-- READING TEXT --
3 Running Exachk for Exalogic: Basic Usage

This chapter contains the following sections:

3.1 Usage Recommendations

For optimum performance of the Exachk tool, Oracle recommends that you complete the following steps:

  • Exachk is a minimal impact tool, but Oracle recommends that you run Exachk when the load on the system is low. The runtime duration of Exachk depends on the number of nodes to be checked, CPU load, network latency, and so on.

  • Do not run any scripts in the Exachk directory unless specifically documented.

  • To avoid problems while running the tool from terminal sessions on a workstation or laptop, connect to the Exalogic machine and run Exachk by using VNC, so that if a network interruption occurs, Exachk continues to run.

  • Run Exachk as the root user.

    Whenever the tool requires root user privileges, it displays a message like the following:

    7 of the included audit checks require root privileged data 
    collection.  If sudo is not configured or the root password is not
    available, audit checks which require root privileged data collection
    can be skipped.
    
    1. Enter 1 if you will enter root password for each host when prompted (once for each node of the cluster)
    2. Enter 2 if you have sudo configured for oracle user to execute /tmp/root_exachk.sh script
    3. Enter 3 to skip the root privileged collections
    4. Enter 4 to exit and work with the SA to configure sudo or arrange for root access and run tool later
    
    Please indicate your selection from one of the above options:-
    

    If you select 1, the tool prompts you to enter the root password for each node. Enter the root password once for each node.

    If you select 2, and if you have sudo configured on your system, the tool performs the root privileged collection by using the sudo credentials.

    If you select 3, the tool skips all of the root privileged collections and audit checks. Those checks must be performed manually.

3.2 Performing Health Checks for the Exalogic Infrastructure

This section describes how to use Exachk to perform health checks for the Exalogic infrastructure. This section contains the following topics:

3.2.1 Prerequisites for Performing Health Checks for the Exalogic Infrastructure

The term infrastructure is used here to indicate the compute nodes, switches, storage appliance, and, additionally, the Exalogic Control stack in the case of a machine in a virtual configuration.

Before running Exachk for the Exalogic infrastructure components, ensure that the following prerequisites are fulfilled:

  • Ensure that Exachk has been installed as described in Chapter 2.

  • Before running Exachk for the first time, make a note of the short names of the storage nodes and switches: el01sn01, el01sw-ib01, and so on. Exachk will prompt you for these names at the start of the health-check process. This is a one-time prompt. Exachk stores the names you provide, and uses the stored names for subsequent runs.

3.2.2 Running Exachk for Physical Racks

To perform health checks for all the infrastructure components in an Exalogic machine in a physical (Linux or Solaris) configuration, complete the following steps:

  1. SSH, as root, to the compute node on which you installed Exachk

  2. Go to the directory in which you installed Exachk.

    # cd /u01/common/general/exachk
    
  3. Run the following command:

    # ./exachk
    

    When running Exachk for the first time, the tool detects the size of the Exalogic rack and prompts for the host name or IP address of the switch and storage node. For information about overriding the IP addresses and host names set during the first run, see Section 4.4.

(A block of data)
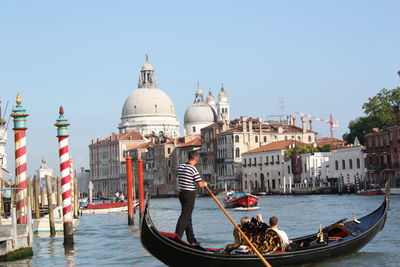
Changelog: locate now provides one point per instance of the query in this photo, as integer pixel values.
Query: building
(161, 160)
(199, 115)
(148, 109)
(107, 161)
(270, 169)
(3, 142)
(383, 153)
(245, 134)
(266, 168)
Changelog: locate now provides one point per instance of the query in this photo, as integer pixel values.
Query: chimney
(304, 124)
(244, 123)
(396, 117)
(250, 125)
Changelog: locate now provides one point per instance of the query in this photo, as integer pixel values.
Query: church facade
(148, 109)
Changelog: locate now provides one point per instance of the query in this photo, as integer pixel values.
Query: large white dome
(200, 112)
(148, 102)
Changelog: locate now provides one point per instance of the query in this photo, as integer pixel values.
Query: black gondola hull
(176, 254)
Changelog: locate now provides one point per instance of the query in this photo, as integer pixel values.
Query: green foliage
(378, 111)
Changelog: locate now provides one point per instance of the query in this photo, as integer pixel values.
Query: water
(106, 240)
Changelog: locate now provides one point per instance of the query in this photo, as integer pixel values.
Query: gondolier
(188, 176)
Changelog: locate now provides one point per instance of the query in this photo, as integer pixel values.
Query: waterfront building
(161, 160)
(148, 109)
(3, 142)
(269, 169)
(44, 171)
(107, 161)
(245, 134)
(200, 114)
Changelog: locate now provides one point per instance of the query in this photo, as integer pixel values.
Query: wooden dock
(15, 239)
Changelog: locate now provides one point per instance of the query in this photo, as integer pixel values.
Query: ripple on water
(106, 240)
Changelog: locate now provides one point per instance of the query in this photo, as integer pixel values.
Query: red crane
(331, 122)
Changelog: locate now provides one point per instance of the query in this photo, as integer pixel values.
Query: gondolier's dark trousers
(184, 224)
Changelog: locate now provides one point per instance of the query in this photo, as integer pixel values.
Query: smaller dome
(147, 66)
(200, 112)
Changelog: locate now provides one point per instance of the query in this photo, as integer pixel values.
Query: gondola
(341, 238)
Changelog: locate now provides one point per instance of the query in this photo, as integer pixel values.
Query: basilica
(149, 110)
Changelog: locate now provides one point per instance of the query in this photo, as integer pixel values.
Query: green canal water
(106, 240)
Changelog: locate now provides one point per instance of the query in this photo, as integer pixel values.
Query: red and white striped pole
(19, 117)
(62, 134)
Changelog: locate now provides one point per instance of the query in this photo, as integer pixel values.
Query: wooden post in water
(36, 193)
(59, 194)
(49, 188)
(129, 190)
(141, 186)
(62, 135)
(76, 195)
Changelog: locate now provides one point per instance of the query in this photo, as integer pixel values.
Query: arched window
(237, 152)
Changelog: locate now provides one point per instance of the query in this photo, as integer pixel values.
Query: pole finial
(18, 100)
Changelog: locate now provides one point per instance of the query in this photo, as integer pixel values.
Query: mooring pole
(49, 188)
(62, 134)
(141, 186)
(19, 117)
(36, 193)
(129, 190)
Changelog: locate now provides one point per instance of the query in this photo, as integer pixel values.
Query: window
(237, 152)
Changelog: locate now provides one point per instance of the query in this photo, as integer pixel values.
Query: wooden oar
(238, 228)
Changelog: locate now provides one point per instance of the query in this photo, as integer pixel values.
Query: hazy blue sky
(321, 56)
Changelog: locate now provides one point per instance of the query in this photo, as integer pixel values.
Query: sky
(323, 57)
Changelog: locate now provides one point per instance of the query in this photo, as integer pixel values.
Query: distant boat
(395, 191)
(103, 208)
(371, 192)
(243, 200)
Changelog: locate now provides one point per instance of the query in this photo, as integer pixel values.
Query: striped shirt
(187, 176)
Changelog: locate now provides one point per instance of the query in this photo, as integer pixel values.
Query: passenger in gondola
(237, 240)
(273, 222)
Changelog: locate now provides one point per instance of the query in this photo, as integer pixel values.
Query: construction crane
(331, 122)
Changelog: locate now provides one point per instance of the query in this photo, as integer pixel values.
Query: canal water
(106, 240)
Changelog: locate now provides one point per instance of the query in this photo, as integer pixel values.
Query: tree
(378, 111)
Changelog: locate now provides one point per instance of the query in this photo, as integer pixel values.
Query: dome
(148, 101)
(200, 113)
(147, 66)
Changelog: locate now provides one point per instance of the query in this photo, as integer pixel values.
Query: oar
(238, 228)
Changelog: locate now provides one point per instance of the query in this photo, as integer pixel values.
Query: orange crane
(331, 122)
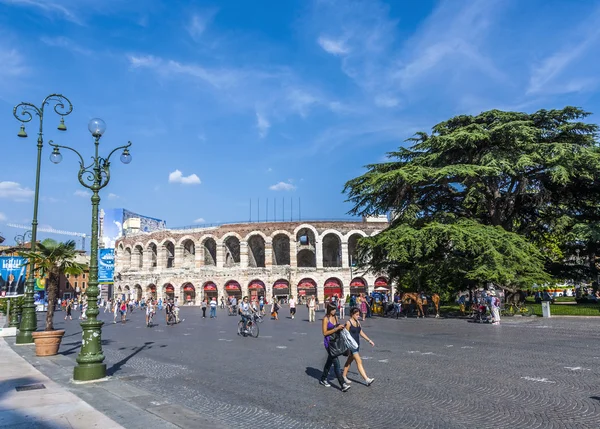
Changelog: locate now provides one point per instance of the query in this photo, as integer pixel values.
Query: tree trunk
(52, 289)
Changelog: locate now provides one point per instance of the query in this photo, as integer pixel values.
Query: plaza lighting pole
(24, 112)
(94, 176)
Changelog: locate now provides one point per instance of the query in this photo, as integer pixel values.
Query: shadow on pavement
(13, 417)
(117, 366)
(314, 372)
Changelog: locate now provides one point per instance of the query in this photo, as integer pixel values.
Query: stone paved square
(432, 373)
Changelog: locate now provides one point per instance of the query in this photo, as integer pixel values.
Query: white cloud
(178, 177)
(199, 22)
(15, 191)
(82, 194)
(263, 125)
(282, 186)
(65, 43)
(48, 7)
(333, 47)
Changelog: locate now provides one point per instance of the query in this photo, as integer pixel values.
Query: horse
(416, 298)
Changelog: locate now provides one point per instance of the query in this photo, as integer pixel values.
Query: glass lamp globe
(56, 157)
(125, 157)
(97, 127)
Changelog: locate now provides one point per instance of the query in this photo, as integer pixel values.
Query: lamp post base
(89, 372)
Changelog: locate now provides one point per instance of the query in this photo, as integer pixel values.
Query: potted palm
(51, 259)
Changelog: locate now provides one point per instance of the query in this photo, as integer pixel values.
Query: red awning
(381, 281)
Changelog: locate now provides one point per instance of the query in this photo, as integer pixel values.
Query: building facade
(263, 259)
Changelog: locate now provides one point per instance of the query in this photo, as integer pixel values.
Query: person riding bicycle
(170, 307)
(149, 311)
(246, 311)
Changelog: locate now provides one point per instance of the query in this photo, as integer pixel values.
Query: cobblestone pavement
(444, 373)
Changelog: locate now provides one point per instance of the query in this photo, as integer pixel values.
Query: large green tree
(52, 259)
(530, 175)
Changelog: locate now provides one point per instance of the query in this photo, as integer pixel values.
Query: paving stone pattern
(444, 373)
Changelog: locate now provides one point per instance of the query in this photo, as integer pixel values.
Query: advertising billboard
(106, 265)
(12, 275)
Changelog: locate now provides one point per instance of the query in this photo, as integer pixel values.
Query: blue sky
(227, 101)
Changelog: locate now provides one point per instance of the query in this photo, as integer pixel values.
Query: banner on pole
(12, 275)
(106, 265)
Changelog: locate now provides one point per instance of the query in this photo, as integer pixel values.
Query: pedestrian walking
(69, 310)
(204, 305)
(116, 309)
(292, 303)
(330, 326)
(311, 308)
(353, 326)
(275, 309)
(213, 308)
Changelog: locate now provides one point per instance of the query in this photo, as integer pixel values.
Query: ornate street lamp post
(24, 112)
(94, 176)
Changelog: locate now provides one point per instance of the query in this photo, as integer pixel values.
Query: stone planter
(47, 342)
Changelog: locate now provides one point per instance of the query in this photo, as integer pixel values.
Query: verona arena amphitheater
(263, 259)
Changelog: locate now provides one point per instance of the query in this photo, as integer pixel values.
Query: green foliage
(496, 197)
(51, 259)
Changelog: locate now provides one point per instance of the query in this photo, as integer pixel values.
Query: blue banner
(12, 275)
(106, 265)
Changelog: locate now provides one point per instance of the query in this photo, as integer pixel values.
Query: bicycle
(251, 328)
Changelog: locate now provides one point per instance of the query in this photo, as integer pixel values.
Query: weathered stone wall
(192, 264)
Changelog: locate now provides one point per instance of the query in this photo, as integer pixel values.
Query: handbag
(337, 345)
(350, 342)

---

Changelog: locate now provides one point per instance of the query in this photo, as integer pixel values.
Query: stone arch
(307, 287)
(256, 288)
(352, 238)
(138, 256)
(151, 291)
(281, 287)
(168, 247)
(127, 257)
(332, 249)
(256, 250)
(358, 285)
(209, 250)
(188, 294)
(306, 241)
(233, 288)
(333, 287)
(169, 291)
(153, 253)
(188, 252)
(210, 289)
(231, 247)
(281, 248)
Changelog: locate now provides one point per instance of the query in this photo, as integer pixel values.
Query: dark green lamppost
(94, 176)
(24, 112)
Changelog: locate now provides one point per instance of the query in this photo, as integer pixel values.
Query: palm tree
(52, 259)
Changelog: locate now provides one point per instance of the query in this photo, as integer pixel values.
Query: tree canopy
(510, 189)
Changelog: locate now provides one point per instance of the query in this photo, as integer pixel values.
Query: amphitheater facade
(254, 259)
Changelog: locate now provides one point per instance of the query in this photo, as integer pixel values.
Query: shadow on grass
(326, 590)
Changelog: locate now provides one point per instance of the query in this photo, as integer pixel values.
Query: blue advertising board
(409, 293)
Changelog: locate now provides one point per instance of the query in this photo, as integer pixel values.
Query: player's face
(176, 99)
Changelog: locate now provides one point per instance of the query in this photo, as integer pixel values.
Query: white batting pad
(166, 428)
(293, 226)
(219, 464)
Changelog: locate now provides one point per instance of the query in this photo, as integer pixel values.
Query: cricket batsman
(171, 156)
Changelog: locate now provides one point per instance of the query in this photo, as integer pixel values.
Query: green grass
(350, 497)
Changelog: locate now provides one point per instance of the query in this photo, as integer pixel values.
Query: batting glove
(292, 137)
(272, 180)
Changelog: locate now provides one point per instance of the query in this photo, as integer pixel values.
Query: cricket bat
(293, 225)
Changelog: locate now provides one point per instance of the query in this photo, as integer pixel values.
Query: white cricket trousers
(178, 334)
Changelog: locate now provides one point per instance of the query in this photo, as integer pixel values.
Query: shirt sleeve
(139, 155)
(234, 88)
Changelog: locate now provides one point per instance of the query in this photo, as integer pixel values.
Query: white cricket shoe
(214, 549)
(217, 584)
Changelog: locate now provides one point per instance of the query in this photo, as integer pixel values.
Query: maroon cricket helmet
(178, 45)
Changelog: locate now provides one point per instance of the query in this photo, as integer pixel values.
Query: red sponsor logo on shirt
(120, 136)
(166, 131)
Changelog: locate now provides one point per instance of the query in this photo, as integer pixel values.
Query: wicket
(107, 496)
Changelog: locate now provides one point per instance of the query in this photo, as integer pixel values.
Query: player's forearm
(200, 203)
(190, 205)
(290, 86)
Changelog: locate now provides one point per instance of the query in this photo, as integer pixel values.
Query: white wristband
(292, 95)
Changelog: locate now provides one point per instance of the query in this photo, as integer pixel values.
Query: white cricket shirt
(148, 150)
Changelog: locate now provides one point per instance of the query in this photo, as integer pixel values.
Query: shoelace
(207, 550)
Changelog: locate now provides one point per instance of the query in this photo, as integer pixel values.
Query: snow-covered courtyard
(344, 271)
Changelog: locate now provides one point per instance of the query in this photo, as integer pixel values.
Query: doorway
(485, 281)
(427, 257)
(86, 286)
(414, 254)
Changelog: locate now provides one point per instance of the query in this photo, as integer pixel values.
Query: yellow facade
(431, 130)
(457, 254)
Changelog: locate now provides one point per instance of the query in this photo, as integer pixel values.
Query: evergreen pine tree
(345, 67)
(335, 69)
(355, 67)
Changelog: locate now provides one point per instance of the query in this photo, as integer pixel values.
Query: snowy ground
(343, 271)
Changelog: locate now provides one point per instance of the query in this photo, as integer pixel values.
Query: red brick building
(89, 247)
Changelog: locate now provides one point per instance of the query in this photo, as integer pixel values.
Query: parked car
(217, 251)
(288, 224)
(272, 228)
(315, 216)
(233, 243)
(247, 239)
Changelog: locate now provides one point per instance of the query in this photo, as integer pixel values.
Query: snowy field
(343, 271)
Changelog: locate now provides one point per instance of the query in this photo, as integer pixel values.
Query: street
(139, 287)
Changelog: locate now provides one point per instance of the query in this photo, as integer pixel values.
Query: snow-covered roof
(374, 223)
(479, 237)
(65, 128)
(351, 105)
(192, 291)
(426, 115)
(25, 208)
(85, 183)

...

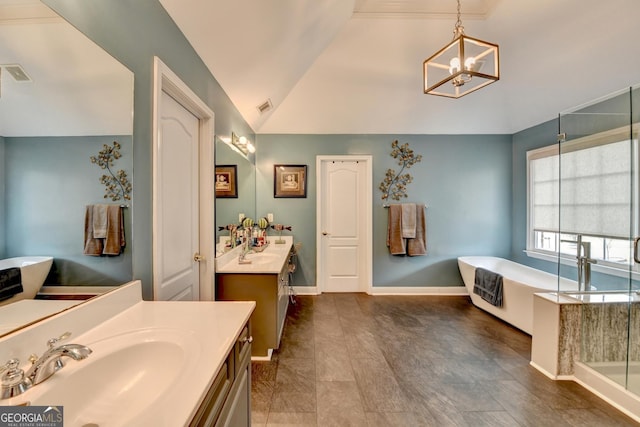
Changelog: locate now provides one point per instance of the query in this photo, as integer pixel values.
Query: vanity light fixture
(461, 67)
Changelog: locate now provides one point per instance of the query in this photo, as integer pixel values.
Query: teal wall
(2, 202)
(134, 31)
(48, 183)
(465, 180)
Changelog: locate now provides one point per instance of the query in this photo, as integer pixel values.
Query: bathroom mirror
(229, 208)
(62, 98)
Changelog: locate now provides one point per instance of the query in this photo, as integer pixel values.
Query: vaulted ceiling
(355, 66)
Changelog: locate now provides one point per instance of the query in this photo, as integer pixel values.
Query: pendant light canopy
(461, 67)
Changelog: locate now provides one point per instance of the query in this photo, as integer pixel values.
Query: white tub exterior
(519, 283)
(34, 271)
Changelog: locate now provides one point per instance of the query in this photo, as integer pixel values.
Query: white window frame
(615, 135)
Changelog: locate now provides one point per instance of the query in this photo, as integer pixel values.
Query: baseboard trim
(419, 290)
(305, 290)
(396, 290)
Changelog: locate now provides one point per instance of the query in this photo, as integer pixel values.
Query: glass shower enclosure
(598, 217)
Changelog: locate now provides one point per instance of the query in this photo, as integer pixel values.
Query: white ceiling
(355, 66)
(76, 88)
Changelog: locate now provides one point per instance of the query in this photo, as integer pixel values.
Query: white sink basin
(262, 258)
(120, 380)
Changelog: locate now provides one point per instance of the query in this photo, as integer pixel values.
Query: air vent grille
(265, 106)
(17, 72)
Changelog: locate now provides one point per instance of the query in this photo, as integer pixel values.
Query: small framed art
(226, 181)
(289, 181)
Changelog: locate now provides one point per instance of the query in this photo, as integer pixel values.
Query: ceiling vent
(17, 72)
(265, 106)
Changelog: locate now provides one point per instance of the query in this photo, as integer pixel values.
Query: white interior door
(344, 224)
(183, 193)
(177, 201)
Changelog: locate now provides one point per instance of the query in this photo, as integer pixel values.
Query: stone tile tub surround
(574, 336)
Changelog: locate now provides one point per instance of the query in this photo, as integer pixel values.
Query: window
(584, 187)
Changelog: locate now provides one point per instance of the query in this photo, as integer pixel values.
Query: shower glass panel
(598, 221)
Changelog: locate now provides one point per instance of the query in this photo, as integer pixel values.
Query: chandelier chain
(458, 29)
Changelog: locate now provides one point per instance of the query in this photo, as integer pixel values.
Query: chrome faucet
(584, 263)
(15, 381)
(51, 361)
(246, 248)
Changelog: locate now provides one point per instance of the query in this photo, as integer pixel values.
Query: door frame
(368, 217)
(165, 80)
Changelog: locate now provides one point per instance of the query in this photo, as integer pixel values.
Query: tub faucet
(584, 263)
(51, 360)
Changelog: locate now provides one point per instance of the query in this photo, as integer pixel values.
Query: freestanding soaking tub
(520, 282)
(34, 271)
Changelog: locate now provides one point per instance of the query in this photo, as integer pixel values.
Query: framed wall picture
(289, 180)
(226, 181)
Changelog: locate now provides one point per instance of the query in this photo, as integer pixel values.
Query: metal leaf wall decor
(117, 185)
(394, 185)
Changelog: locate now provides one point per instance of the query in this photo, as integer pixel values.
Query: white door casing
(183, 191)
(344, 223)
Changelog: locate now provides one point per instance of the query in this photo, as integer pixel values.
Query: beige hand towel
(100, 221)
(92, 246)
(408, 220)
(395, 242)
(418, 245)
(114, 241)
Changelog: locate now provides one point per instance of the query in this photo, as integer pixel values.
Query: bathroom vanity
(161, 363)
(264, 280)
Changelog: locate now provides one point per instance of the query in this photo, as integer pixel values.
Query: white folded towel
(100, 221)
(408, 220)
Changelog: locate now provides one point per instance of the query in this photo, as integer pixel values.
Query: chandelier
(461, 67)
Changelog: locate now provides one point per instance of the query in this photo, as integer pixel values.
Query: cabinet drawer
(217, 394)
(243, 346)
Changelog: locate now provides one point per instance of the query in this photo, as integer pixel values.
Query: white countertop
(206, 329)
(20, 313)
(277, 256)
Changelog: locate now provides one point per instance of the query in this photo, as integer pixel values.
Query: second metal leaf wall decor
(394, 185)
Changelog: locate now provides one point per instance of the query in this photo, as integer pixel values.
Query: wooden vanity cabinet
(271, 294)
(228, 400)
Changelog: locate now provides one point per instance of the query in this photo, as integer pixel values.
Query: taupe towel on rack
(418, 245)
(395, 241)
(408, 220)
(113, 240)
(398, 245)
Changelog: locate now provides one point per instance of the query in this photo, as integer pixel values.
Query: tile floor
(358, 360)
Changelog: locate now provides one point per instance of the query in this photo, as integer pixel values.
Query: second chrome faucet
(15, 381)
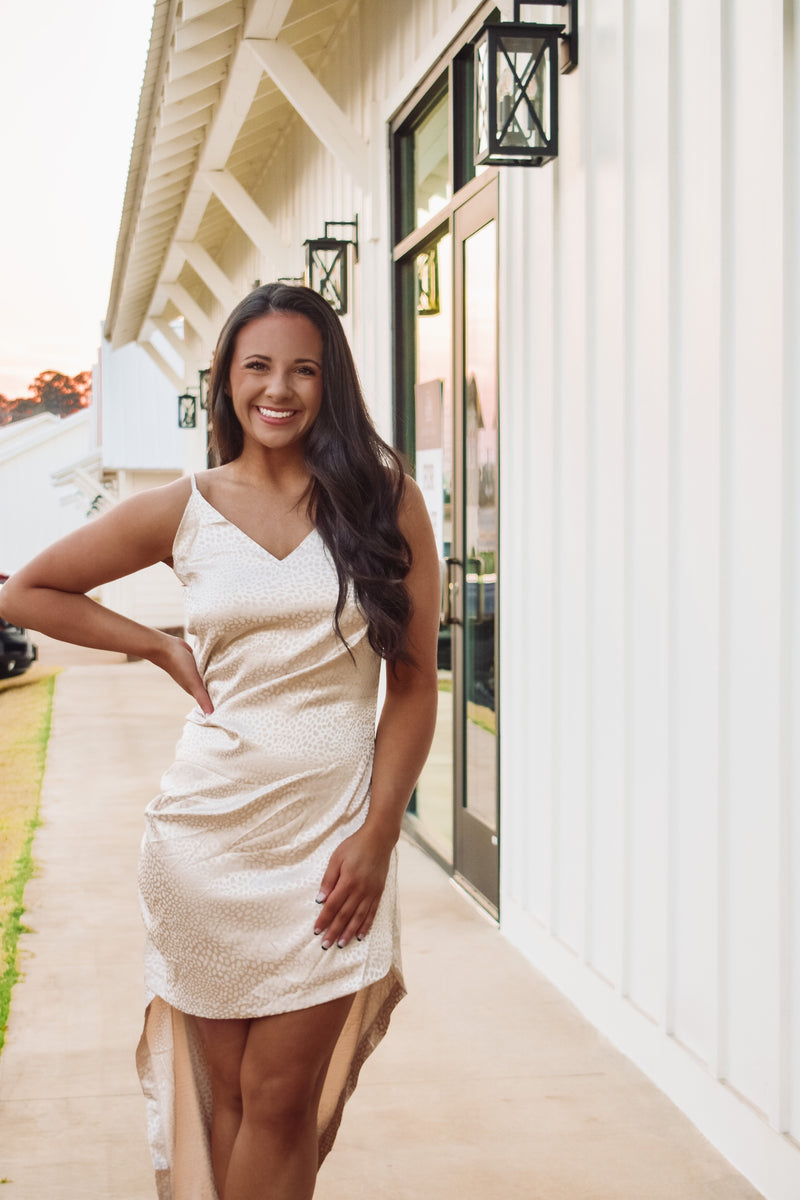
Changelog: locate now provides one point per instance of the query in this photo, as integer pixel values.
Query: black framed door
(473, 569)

-- PARTS OF THE EXERCISE --
#1 In the Exachk guide, as which user should Exachk be run?
#2 Return each line in the listing that contains the string "chrome".

-- RESPONSES TO THE EXERCISE --
#1 As the root user.

#2
Query: chrome faucet
Query: second chrome faucet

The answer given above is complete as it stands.